§ **Extract provided**:
((
Some things look much easier than they actually are. Stopping, for instance.
When we were first married, my wife won a free weekend at a ski resort in North Carolina as a part of a sales contest at her work. Neither one of us grew up snow skiing, but it sounded like fun, and it was, after all, absolutely free. So we went for it.
Our ski chalet was right on the slopes, so we rented equipment, walked out our back door, and watched the skiers swooshing by. It didn’t look too hard, so we put on our skis and boots and decided to give it a try.
My wife took off first, heading straight downhill quickly and disappearing from sight, so I decided to do the same. And as I picked up speed, I had a shocking revelation: I did not know how to stop, or even to slow down, for that matter. In hindsight, it probably would have been something good to find out in advance.
So when you don’t know how to stop, there’s really only one solution; you start looking for the best place to crash. Which is exactly what I did; hoping to crash in as good a place and as soft a way as I could. But no dice. The crash was epic. And in the end, there I was, covered in snow, equipment littering the hillside.
As I was trying to gather myself and considering how I would gather all of my equipment, a bunch of little kids in ski school coasted by. Their teacher encouraging them the whole time with the words, “Pizza! French fries!”
“Ah, pizza,” I thought to myself. “That’s what I’m missing. That would have been good to know.”
))
§ **Stored records**:
((
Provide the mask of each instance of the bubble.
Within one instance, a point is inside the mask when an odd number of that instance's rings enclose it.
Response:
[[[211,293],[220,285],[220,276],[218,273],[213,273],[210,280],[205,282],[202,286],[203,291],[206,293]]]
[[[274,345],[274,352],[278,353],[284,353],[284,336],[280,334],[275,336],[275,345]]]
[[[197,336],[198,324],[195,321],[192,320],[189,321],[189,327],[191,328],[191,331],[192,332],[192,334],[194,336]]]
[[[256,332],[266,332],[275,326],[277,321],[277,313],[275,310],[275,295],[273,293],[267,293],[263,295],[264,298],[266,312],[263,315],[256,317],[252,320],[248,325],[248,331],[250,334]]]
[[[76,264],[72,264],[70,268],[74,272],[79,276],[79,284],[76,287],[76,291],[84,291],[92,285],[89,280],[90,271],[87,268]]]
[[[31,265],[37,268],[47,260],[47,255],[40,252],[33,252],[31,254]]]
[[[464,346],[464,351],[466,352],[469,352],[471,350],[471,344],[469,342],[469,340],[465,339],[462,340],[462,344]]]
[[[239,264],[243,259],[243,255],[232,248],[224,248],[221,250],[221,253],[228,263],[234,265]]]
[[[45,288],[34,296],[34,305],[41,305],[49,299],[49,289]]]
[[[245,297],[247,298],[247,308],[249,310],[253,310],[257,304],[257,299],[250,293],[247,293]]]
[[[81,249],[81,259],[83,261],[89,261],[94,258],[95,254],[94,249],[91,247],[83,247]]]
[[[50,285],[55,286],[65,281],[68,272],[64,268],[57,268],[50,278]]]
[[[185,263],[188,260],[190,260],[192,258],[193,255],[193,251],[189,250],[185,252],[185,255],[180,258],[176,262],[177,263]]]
))
§ **What you need to do**:
**a.** In the skiing story, how did the wife win the free weekend at the ski resort?
**b.** Duplicate the passage of the skiing story that begins with the words "Some things look" and ends after "give it a try.".

§ **Outputs for the tasks**:
**a.** She won it as part of a sales contest at her work.

**b.**
Some things look much easier than they actually are. Stopping, for instance.
When we were first married, my wife won a free weekend at a ski resort in North Carolina as a part of a sales contest at her work. Neither one of us grew up snow skiing, but it sounded like fun, and it was, after all, absolutely free. So we went for it.
Our ski chalet was right on the slopes, so we rented equipment, walked out our back door, and watched the skiers swooshing by. It didn’t look too hard, so we put on our skis and boots and decided to give it a try.